HOMEWORK 1

1. Perform a self-comparison of human haptoglobin sequence with dottup, an EMBOSS interface at Institut Pasteur. Open the above link, choose 'png' next to 'graph [devise to be display on]' and next to xygraph (-xygraph). You can use Adobe Illustrator or Photoshop to open the png file if your computer can't open it automaticaly.
   

   >Human haptoglobin alpha(2FS)-beta protein
   MSALGAVIALLLWGQLFAVDSGNDVTDIADDGCPKPPEIAHGYVEHSVRYQ
   CKNYYKLRTEGDGVYTLNDKKQWINKAVGDKLPECEADDGCPKPPEIAHGY
   VEHSVRYQCKNYYKLRTEGDGVYTLNNEKQWINKAVGDKLPECEAVCGKPK
   NPANPVQRILGGHLDAKGSFPWQAKMVSHHNLTTGATLINEQWLLTTAKNL
   FLNHSENATAKDIAPTLTLYVGKKQLVEIEKVVLHPNYSQVDIGLIKLKQK
   VSVNERVMPICLPSKDYAEVGRVGYVSGWGRNANFKFTDHLKYVMLPVADQ
   DQCIRHYEGSTVPEKKTPKSPVGVQPILNEHTFCAGMSKYQEDTCYGDAGS
   AFAVHDLEEDTWYATGILSFDKSCAVAEYGVYVKVTSIQDWVQKTIAEN
   

2. Compare the alignment scores obtained with small and large gap penalties in the following example.

   >Drosophila melanogaster Odorant receptor 85e (Or85e)

▶ [Task goal]:
Please list every software program or tool named in the homework above.

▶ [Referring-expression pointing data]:
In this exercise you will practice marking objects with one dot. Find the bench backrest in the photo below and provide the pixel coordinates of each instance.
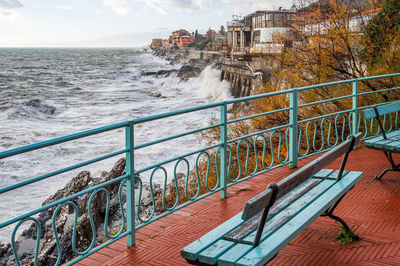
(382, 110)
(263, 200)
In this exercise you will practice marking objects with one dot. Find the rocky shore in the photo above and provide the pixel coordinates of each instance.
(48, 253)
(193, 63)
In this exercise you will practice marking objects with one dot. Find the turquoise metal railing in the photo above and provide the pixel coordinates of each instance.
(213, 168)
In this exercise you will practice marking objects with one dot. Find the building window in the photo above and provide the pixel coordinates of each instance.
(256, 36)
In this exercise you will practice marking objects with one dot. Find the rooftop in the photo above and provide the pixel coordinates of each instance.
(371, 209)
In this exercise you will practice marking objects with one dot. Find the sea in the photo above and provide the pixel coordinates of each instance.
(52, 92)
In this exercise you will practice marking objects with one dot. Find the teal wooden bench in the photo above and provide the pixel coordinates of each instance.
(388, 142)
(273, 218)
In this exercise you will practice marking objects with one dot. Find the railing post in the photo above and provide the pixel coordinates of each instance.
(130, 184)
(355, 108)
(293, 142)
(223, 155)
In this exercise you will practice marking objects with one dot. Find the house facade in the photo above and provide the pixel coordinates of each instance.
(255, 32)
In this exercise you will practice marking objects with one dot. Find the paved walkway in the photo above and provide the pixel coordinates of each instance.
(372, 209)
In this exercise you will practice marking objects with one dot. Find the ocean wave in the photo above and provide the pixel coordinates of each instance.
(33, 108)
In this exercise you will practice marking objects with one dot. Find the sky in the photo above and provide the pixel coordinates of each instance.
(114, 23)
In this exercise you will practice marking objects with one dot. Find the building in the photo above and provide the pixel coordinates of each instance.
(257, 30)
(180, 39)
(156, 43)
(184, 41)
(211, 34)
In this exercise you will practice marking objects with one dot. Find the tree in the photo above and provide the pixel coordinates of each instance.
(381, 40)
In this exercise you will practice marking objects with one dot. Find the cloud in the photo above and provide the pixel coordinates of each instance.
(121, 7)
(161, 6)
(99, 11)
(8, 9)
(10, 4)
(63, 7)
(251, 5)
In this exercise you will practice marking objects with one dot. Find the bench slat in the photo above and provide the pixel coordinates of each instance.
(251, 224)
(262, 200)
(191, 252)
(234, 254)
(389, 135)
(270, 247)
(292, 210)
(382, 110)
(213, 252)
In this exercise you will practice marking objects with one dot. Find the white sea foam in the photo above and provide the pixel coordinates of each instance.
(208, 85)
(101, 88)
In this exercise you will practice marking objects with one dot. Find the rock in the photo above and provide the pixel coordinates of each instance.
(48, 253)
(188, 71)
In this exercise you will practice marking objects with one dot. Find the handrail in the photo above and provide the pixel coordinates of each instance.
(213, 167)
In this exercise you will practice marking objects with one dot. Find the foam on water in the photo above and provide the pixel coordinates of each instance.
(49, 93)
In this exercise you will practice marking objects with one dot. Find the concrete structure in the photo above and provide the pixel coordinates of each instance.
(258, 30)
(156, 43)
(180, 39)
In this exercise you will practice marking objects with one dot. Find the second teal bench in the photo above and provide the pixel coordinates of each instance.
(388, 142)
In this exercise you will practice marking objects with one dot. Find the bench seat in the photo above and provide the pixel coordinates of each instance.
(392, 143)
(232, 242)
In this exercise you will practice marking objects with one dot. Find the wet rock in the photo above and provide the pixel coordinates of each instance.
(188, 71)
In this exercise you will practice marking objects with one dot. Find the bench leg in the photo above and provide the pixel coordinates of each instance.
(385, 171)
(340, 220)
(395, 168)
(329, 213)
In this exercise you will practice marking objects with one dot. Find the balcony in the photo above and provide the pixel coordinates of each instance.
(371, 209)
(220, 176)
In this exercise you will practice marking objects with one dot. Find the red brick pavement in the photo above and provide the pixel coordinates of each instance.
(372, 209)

...

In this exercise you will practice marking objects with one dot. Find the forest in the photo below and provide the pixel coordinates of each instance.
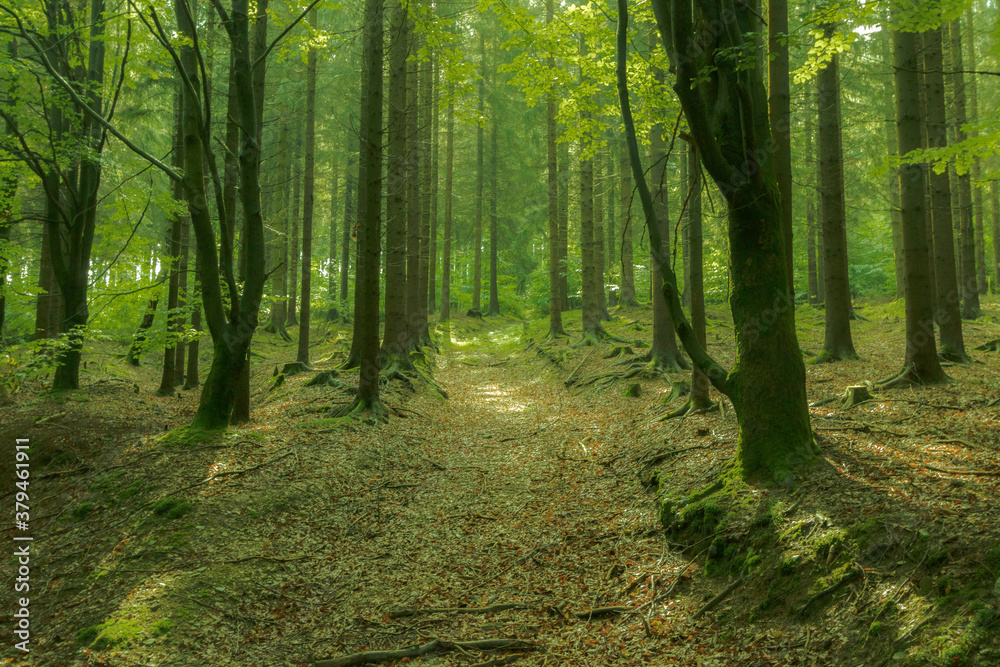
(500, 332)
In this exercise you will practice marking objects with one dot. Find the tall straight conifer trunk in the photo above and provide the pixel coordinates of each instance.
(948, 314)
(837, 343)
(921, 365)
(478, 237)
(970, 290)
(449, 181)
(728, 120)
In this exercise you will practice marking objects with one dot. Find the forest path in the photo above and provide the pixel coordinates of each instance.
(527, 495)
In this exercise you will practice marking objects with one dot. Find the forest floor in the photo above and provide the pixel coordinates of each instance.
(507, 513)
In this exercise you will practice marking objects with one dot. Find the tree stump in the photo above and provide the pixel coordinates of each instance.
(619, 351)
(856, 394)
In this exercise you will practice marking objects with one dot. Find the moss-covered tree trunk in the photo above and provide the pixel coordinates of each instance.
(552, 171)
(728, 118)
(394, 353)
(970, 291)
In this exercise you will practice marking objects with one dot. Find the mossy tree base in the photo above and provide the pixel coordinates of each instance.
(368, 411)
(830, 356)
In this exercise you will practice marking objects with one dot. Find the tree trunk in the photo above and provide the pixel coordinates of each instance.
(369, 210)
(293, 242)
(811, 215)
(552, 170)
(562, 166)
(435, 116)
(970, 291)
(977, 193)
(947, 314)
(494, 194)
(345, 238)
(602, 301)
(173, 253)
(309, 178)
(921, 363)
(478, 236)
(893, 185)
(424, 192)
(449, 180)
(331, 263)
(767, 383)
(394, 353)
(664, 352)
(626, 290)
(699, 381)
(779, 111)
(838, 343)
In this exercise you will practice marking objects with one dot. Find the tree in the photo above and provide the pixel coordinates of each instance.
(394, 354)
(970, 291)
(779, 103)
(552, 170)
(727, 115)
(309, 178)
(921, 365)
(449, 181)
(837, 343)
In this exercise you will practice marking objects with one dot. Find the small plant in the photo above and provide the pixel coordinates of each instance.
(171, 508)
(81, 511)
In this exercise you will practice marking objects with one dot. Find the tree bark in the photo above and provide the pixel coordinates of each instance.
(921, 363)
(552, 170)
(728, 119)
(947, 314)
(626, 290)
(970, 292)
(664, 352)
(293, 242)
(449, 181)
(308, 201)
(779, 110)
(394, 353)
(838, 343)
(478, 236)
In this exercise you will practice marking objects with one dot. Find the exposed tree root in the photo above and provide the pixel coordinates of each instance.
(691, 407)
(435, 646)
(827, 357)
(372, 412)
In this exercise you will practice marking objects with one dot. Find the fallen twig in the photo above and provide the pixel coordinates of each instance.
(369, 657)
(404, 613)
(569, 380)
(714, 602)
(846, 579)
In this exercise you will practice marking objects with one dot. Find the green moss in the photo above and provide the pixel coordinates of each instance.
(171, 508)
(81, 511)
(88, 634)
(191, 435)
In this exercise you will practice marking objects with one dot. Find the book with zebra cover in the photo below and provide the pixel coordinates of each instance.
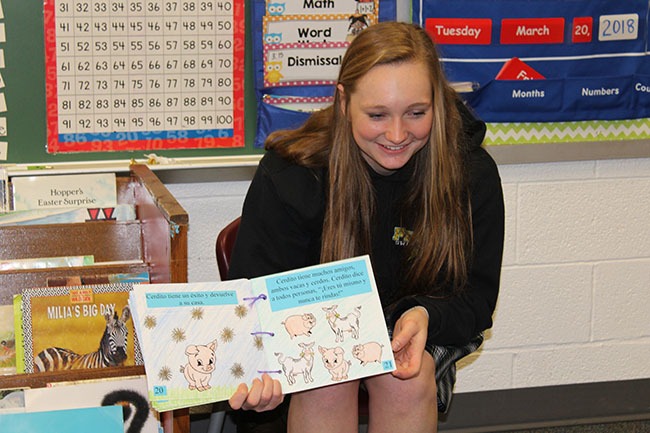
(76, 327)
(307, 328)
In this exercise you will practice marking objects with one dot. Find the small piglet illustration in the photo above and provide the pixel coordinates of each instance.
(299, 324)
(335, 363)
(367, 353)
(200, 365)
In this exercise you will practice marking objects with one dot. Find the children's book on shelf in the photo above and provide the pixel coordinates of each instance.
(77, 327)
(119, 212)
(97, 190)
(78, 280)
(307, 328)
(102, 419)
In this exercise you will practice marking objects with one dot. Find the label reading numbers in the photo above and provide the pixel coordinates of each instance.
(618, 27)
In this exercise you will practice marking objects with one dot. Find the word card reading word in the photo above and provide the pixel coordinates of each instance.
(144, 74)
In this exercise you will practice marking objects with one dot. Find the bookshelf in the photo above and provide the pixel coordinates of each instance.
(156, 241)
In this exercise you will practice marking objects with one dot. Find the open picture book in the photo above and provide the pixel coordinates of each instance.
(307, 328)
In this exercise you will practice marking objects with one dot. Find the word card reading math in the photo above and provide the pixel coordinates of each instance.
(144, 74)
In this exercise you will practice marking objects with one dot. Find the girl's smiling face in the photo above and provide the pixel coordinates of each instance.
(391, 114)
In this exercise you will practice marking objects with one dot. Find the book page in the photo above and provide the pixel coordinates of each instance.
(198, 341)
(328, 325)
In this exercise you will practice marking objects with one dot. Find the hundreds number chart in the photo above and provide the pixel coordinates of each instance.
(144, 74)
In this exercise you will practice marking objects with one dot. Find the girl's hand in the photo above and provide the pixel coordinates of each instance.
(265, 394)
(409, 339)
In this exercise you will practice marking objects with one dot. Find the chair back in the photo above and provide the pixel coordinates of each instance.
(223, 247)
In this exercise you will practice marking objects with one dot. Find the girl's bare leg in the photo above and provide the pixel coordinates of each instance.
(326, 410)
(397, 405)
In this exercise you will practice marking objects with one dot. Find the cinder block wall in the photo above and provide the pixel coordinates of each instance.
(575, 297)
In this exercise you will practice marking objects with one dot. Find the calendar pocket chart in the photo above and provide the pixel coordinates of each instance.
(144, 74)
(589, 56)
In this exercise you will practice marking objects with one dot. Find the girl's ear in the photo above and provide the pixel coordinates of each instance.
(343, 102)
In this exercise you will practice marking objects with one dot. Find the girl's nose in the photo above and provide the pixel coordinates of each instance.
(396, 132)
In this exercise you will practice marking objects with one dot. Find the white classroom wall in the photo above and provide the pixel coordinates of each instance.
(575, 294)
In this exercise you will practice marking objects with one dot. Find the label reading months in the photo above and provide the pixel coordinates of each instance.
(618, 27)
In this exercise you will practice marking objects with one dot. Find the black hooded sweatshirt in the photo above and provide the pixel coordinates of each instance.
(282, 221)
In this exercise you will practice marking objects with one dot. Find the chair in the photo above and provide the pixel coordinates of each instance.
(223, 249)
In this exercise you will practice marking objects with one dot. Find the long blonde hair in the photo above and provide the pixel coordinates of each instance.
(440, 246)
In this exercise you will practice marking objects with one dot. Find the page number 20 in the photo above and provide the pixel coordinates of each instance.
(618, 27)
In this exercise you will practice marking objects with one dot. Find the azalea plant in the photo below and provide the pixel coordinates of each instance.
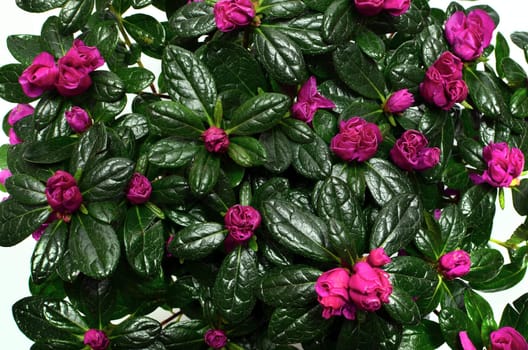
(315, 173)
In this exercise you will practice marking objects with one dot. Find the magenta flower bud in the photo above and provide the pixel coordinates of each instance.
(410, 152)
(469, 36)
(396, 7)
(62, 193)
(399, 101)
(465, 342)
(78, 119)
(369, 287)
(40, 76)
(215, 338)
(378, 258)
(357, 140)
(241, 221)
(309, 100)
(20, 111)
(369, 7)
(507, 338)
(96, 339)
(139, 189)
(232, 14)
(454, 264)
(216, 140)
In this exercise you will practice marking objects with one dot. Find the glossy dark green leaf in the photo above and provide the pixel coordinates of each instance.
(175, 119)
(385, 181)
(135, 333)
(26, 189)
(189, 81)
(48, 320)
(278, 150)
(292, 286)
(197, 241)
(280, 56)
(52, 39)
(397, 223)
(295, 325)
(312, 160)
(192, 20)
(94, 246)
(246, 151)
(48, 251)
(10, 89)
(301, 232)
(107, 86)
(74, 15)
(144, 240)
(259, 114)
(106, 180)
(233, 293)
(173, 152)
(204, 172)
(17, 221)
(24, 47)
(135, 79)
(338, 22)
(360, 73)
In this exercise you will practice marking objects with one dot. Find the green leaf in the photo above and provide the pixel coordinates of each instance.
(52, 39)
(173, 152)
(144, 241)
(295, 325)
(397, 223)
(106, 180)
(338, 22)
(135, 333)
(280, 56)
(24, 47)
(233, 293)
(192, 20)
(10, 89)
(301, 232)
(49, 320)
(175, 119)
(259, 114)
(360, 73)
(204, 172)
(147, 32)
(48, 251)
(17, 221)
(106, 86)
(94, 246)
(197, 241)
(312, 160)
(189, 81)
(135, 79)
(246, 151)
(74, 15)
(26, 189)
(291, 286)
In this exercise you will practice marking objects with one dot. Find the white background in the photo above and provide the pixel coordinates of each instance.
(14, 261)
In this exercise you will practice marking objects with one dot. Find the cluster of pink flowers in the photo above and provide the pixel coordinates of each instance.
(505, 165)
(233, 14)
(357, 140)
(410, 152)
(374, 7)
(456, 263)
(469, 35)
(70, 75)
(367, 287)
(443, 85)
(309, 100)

▶ [Answer below]:
dottup, EMBOSS, Adobe Illustrator, Photoshop